» RECORDS FOR THIS EXERCISE:
★ ★ ★ ★ ★ ★ ★

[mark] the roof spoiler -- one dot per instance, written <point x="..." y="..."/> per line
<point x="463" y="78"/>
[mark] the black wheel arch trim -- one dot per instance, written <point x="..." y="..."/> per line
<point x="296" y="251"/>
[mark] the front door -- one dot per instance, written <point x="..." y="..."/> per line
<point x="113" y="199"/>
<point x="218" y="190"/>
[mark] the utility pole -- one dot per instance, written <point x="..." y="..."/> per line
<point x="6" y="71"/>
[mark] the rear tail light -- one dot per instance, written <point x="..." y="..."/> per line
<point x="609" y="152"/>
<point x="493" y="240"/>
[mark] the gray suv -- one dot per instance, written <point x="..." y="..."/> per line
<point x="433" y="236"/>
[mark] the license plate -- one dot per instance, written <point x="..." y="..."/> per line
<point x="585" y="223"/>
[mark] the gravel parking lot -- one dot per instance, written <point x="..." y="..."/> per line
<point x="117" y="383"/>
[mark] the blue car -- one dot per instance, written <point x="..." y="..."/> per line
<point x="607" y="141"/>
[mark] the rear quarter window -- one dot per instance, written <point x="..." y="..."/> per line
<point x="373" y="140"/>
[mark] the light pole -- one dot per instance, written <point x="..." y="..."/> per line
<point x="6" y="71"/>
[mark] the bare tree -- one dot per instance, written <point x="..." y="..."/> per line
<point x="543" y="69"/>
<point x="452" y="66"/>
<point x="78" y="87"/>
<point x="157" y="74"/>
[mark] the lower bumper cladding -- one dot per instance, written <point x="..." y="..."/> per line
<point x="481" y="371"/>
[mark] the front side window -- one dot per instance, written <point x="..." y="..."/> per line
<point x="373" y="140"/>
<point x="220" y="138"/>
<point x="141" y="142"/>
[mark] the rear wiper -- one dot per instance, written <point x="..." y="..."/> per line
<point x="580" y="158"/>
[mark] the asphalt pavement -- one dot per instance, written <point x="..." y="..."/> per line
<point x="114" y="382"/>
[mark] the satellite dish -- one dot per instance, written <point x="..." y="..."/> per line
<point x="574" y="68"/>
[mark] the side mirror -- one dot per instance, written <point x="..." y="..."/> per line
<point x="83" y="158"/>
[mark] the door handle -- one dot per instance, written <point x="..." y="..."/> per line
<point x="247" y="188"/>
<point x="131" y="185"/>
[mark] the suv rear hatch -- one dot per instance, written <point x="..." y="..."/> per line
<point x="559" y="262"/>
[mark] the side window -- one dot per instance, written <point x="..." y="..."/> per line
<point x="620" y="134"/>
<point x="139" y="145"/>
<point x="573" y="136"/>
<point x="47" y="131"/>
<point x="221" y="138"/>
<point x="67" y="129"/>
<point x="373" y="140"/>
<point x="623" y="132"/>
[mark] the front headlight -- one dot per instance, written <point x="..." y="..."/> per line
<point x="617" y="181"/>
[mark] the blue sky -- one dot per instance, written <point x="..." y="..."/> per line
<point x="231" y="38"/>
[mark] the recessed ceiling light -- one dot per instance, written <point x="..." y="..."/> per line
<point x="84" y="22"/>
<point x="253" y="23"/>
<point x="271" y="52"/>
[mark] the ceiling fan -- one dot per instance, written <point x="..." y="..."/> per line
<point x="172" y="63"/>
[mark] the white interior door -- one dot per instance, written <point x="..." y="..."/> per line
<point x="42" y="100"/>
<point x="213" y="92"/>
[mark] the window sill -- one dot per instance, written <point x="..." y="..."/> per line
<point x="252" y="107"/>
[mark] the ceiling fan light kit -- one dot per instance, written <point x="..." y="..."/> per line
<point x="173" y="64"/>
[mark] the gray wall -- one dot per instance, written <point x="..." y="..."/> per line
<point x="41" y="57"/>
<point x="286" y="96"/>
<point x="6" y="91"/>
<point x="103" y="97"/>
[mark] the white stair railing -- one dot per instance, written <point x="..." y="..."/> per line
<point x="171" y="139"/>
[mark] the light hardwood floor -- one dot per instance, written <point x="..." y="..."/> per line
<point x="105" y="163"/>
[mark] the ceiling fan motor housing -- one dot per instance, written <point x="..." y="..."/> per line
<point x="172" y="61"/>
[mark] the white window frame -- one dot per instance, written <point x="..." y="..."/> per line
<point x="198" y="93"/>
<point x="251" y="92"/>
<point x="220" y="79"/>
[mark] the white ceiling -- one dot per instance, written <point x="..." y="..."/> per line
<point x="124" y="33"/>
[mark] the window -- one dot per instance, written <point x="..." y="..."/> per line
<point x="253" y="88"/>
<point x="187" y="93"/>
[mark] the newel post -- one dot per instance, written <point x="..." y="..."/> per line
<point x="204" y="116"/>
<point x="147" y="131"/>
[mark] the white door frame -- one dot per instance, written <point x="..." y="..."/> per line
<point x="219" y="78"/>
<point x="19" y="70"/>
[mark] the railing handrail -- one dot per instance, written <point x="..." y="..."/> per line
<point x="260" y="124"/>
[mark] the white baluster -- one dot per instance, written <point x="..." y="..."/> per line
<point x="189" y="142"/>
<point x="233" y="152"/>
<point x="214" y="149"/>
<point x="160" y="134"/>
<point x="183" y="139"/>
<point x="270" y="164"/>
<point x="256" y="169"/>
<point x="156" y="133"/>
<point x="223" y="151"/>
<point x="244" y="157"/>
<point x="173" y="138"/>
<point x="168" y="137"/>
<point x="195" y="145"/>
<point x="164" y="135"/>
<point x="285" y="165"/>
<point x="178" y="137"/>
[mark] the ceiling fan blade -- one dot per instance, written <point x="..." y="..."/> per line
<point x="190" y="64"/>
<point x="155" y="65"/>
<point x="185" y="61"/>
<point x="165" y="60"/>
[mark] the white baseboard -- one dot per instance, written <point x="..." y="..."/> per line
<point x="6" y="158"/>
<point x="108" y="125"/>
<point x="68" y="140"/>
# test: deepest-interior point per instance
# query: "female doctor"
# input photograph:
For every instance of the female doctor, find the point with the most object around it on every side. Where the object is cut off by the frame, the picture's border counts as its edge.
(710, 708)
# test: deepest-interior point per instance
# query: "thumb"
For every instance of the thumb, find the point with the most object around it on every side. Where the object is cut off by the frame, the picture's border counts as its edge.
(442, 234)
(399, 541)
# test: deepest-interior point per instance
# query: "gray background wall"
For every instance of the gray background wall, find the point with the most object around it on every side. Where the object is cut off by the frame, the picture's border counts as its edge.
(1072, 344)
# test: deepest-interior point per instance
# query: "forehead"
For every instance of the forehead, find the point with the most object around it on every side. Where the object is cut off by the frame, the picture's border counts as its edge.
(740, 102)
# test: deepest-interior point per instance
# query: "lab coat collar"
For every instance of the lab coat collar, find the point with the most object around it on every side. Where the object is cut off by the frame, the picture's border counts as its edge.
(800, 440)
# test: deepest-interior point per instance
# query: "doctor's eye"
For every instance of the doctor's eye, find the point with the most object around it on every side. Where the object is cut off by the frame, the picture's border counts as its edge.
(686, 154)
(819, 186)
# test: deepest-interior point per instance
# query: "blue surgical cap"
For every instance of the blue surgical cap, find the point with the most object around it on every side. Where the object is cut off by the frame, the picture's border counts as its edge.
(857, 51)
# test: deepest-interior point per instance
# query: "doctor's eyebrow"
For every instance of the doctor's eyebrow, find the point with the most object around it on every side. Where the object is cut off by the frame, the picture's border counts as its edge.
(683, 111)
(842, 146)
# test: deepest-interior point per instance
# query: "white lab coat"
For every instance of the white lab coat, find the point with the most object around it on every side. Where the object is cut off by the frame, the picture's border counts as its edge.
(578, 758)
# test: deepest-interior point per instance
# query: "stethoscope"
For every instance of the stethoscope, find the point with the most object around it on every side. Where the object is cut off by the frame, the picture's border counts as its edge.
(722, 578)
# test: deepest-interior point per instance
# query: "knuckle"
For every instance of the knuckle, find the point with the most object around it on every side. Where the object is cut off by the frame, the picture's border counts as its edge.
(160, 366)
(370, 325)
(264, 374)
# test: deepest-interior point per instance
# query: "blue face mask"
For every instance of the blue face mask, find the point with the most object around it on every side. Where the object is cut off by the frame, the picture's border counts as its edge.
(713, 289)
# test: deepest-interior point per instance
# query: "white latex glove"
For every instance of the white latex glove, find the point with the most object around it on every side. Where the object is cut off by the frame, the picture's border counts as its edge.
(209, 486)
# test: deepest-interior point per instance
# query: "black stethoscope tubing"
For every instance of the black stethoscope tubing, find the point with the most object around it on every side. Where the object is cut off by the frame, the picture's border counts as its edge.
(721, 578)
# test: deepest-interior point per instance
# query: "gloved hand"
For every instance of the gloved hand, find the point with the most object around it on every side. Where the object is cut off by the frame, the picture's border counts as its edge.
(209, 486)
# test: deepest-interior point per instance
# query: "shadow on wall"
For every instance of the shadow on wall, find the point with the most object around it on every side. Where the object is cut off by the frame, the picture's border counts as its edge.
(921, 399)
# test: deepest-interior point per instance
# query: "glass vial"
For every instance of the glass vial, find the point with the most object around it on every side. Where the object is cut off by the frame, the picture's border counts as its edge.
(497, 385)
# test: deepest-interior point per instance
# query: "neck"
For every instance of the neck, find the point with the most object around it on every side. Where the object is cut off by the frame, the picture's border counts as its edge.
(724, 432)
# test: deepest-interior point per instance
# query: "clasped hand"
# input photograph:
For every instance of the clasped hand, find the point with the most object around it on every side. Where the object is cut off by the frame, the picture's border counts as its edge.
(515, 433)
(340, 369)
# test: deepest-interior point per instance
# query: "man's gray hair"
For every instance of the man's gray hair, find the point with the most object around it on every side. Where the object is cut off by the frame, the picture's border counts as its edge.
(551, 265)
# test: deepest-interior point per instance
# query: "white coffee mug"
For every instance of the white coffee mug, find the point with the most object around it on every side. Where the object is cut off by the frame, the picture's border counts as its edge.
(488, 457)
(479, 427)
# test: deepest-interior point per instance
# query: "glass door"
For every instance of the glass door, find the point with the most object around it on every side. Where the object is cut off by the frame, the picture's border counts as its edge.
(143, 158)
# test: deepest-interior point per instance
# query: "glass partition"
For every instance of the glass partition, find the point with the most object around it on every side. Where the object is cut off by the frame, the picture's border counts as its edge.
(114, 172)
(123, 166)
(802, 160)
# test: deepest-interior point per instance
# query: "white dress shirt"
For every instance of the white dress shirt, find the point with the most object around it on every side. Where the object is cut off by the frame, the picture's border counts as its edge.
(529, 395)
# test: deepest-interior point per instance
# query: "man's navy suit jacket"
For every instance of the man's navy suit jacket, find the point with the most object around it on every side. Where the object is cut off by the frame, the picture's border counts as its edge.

★ ★ ★ ★ ★ ★ ★

» WORK ORDER: Look above for the line that holds "For every instance of the white coffee", then copy it and each line after it exactly, through the last line of the data.

» WRITTEN ANSWER:
For every instance of the white coffee mug, find the point with the most object around it on every side. Where the object is cut off by the frame, the picture's border counts as its edge.
(488, 457)
(479, 427)
# test: deepest-interior point per instance
# query: "glass door"
For every instance of the glass door, find the point with the most object around it on every side. Where the object is cut off by the frame, the picture's border counts as its edge.
(143, 158)
# test: deepest-interior point per instance
# query: "glass partition"
For every instance of the glass partition, find the point with the most object around it on every side. Where the object is cut off by the frame, the picture's border counts as its edge.
(114, 172)
(123, 166)
(802, 160)
# test: deepest-interior point per instance
# query: "white dress shirt"
For every instance of the white dress shirt, find the point with the most object around it on every side. Where the object is cut off by the frame, the picture's border counts as its edge.
(529, 395)
# test: deepest-interior point per instance
# query: "man's navy suit jacket"
For every instance of the man's navy suit jacket, find the point with the most object around it on every side. Where the object is cut off by the frame, the picture's border counts as its edge.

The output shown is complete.